PROBLEMS AND TASKS →
a) Translate into Spanish this sentence from the big data article: "But what the definition clearly explains is that ordinary data grow big when conventional methods and software become too weak to process them."
b) In the big data article, recast the paragraph beginning "Big data refers to data sets" as a short bulleted list that keeps its main facts.

EXTRACTED TEXT →

▼

Here’s what Wikipedia tells us about big data:
Big data refers to data sets that are too large or complex to be dealt with by traditional data-processing application software. Data with many fields (rows) offer greater statistical power, while data with higher complexity (more attributes or columns) may lead to a higher false discovery rate.
This term actually means different things to everyone. But what the definition clearly explains is that ordinary data grow big when conventional methods and software become too weak to process them.
In this article, we won't dive deep into big data but hit the high spots. You can learn more from Vladimir Krasilshchik's Anti-Introduction to Big Data. Though this video is more than 5 years old so far, it helps you understand what big data is. Briefly, here are some facts about big data:
- Lots of data as a result of redundancy, immutability, and replication.
- Flexible storage and variety of requests allowed (Cassandra, HDFS, Amazon S3, ...).
- Reliable data recording (Apache Storm, Spark Streaming, Apache Kafka, ...).
- Powerful analytical tools (Hadoop, Spark, ...) that can provide answers based on all data processed.
- «Gives a headache» (c).
These are certainly not sufficient conditions for data to be big, but they—especially the last point—give a great presentation.

▲

(Location annotation dataset excerpts)
▼

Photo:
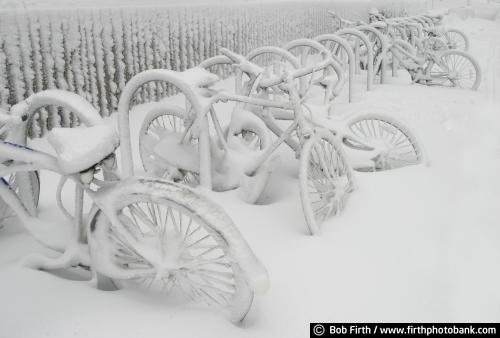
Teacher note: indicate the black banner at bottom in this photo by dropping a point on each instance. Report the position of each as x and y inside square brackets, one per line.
[403, 329]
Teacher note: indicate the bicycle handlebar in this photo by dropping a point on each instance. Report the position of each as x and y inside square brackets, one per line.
[255, 70]
[242, 63]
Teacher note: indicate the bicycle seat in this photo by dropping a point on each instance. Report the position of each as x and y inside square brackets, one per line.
[78, 149]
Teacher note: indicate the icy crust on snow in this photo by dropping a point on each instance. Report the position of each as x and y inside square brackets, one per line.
[211, 214]
[78, 149]
[59, 98]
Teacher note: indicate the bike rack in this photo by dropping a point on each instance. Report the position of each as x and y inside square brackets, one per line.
[126, 96]
[381, 59]
[361, 36]
[315, 45]
[350, 56]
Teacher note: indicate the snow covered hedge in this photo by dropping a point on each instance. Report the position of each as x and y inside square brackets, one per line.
[93, 52]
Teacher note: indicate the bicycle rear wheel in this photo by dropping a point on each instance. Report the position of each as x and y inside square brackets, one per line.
[165, 240]
[398, 146]
[325, 179]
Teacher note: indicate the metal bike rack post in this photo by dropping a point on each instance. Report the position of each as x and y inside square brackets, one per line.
[361, 36]
[350, 56]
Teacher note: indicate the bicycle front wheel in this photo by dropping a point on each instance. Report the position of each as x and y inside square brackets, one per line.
[455, 69]
[325, 179]
[160, 122]
[163, 241]
[456, 39]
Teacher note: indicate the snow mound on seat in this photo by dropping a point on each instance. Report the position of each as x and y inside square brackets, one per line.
[78, 149]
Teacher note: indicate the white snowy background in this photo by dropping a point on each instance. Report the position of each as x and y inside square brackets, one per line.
[415, 244]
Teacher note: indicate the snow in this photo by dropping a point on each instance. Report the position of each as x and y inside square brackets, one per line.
[79, 148]
[415, 244]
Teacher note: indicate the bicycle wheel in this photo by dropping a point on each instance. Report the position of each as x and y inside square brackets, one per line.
[397, 146]
[27, 186]
[456, 39]
[455, 69]
[158, 123]
[168, 240]
[325, 179]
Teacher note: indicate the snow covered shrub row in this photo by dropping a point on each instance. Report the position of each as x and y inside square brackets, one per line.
[93, 52]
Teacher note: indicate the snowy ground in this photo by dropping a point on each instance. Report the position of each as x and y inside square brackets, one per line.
[416, 244]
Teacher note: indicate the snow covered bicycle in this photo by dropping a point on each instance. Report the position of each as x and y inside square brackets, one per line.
[427, 61]
[140, 232]
[177, 142]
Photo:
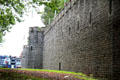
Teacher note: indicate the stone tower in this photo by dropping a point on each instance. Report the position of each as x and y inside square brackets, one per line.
[24, 57]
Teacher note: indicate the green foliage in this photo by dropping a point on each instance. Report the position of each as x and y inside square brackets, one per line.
[10, 12]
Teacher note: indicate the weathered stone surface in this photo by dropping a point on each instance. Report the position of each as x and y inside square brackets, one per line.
[24, 57]
[84, 37]
[35, 56]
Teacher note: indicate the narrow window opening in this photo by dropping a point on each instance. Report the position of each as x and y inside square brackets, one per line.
[69, 30]
[59, 66]
[78, 25]
[90, 18]
[110, 6]
[31, 29]
[31, 48]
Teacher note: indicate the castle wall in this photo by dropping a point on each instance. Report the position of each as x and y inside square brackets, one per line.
[24, 57]
[35, 48]
[83, 38]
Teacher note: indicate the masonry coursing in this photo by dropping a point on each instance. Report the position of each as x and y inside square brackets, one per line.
[84, 37]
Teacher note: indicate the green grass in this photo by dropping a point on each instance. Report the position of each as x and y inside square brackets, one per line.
[77, 75]
[17, 76]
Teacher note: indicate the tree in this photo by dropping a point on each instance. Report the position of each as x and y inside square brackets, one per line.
[10, 12]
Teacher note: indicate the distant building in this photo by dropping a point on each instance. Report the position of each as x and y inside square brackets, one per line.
[10, 62]
[18, 63]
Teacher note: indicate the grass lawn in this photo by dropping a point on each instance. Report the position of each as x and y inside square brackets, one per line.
[17, 76]
[77, 75]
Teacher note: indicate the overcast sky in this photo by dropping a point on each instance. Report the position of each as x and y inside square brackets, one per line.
[17, 37]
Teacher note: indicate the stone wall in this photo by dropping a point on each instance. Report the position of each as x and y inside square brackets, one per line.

▲

RESPONSES TO THE EXERCISE →
a) Pero lo que la definición explica claramente es que los datos ordinarios se vuelven grandes cuando los métodos y el software convencionales se vuelven demasiado débiles para procesarlos.

b)
- Big data means data sets too large or complex for traditional data-processing application software.
- Data with many fields (rows) offer greater statistical power.
- Data with higher complexity (more attributes or columns) may lead to a higher false discovery rate.